### Excerpt provided:
You can reach Alexandru at alexandrujecan@gmail.com.
Part I
Business Applications
© The Author(s), under exclusive license to APress Media, LLC, part of Springer
Nature 2023
P. Royal, Building Modern Business Applications
https://doi.org/10.1007/978-1-4842-8992-1_1

1. What Is a Business Application?


Peter Royal1
(1) Sherman Oaks, CA, USA

“Modern Business Application” is a vague and imprecise term,


conjuring up differing mental images for each individual. Before we
embark upon our journey of building one, I need to ensure that you
have an understanding of what I mean.
In this chapter I will introduce what a “Modern Business
Application” is, for the purposes of this book. The progression of the
book follows with the desired properties for business applications, how
those properties can be manifested into the design of a system, and
finishing with a discussion on implementation.
I feel a critical aspect in developing successful business software is
understanding the business. The corollary for this book is
understanding what a business application is, in order to understand
what we will be building.

Business Software
In 2001, Watts S. Humphrey started off his book entitled Winning with
Software: An Executive Strategy1 with a chapter on “Why Every
Business Is a Software Business.” Ten years later, in 2011, Marc
Andreessen wrote a piece2 for The Wall Street Journal entitled “Why
Software Is Eating the World.” Fast-forward to 2019, and Microsoft’s
CEO Satya Nadella reaffirmed3 Watts’ declaration with “Every Company
Is Now a Software Company” during a discussion at the Mobile World
Congress.
The increasing reliance that businesses place on software had been
anticipated and has come to pass. Nearly all businesses rely on some
form of “Commercial Off The Shelf ” (COTS) software, even as the
“shelf” is now commonly an “… as a service” offering.
Each business is unique, and their software needs reflect that.
However, “software” is a broad term. This book is about a specific type
of software, “applications.” An “application” (or “app”) is software for
end users, whether they are a business’s employees or customers.
While all businesses benefit from software that is customized for how
they operate, the incremental value to the business relative to what’s
available as COTS generally results in developers such as you and I
working for larger organizations.
Let’s break down the attributes that will comprise our definition of
“Business Application.”

Domain Specific
A business can be said to operate within a given industry. Industries are
very broad domains , such as finance, manufacturing, entertainment,
etc. At a certain size, they generally partition themselves into internal
functional areas, or departments, such as sales, marketing, accounting,
etc. While there are commonalities in a given department across all
industries, the combination of industry and department yields many
unique values, as no two businesses conduct themselves in an identical
fashion. In fact, the way a business internally organizes itself can be an
important differentiator. Having an internal organization that’s
different from its peers can be a competitive advantage.
This is our area of focus, applications that are tailored toward
specific departments. Some departments, such as accounting, have
enough similarity across domains to support third-party vendors.
Often, such software will have the ability to be customized to adapt it to
the unique specifics of a business. However, this comes with risks, as a
critical component of a department’s operation is now in the hands of a
third party. This relationship has been recognized by financiers, some
of whom acquire these vendors and slow improvements in the software
in order to collect lucrative support fees, as without the software the
business would falter.

### Data lines:
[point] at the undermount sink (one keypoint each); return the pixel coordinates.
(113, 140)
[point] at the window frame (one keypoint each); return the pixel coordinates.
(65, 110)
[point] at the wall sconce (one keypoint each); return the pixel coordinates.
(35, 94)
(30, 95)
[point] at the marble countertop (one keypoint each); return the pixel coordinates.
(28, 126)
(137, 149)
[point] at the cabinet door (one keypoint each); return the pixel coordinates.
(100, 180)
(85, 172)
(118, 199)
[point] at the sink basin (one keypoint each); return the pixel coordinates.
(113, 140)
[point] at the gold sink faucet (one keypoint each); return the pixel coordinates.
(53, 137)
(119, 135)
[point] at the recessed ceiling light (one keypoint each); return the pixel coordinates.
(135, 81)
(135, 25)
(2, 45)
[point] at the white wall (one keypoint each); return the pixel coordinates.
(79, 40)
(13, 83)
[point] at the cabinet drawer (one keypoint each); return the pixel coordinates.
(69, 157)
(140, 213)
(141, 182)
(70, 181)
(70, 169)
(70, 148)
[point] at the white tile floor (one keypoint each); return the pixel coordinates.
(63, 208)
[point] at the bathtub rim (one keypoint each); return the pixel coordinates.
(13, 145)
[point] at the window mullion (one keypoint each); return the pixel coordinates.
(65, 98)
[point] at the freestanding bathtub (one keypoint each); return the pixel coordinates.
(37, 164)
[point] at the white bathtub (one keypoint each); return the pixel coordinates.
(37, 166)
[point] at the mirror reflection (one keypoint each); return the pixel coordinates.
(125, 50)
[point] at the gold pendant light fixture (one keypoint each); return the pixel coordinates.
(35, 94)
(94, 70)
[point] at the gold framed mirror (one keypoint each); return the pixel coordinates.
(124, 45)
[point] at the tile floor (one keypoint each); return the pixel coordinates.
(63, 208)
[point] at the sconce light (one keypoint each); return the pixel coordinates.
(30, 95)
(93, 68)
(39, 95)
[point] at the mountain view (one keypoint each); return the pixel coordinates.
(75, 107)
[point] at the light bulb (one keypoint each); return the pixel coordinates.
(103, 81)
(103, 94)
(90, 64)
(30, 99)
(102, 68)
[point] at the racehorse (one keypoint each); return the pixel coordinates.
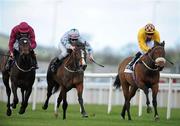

### Instruction A:
Pull out every line of the records that contains the word "window".
### Instruction B:
Please carry the business applications excerpt further, starting after its last sentence.
The business applications excerpt and the records are unrelated material.

### Written reply A:
[point] at the window frame (one keypoint each); return the pixel coordinates.
[point] at the window mullion (one keypoint each); return the pixel coordinates.

### Written reply B:
A mitigation to that risk is for a business to hire or contract
software developers such as yourself to create these applications.
Having full control of the application allows the business to control its
future . This is the basis for “every company being a software company.”
What once may have been a competitive advantage has now morphed
into table stakes.

How It Is Used
Within this departmental domain , our business applications are ones
that act as a source of truth for the department. The application is both
the “system of record,” in addition to the “system of engagement.” It is
the system that users interact with for data entry, as well as being the
authoritative store for that data. In very large corporations, there may
be a single corporate-wide system (an Enterprise Resource Planning
system,4 or ERP) that is the system of record, delegating the system of
engagement to other systems. Those systems are far larger than the
ones we are focusing on.
The most straightforward way to capture data into a system of
record is to make it a job requirement for employees to use the system.
Or, in the case of a customer-facing system , being the only way to
interact with the business. It is important to have empathy for the users
of these systems. As software developers, if there are annoyances with
the tools we use daily, in many cases we can modify our tools to remove
what’s frustrating. For users of business applications where usage of it
is a condition of performing their job, they do not have that luxury. The
responsibility to ensure that using an application is, as a minimum,
pleasant, falls to us. With information captured into an application, the
business is then able to use the data in pursuit of its goals.
Data is not captured in a vacuum. Without structure, data can be
worse than meaningless, creating additional confusion. Based on the
business's current objectives, a structure for data can be devised, a
model. The rigidity of this model can have a direct impact on the
business’s ability to adapt to changes in the future. If a change in the
business requires a change in this model, the application that houses
this model must then be updated for the business itself to change.
Writing software in a manner that is amenable to change is valuable
and can be under-appreciated. There is a balancing act between doing
exactly what is required vs. generalizing based on what could change in
the future. However, there are techniques that, to a degree, can side-
step this balancing act by taking a different path entirely. We will
discuss this more in Chapter 4.
Business applications enforce processes and workflows. These
workflows describe the activities that must be taken based on data in
the system, without prescribing who performs them. By formalizing
them into an application, adherence to them is increased or guaranteed.
We are focusing on applications that allow users to collaborate on
workflows. Our business applications are multiuser systems.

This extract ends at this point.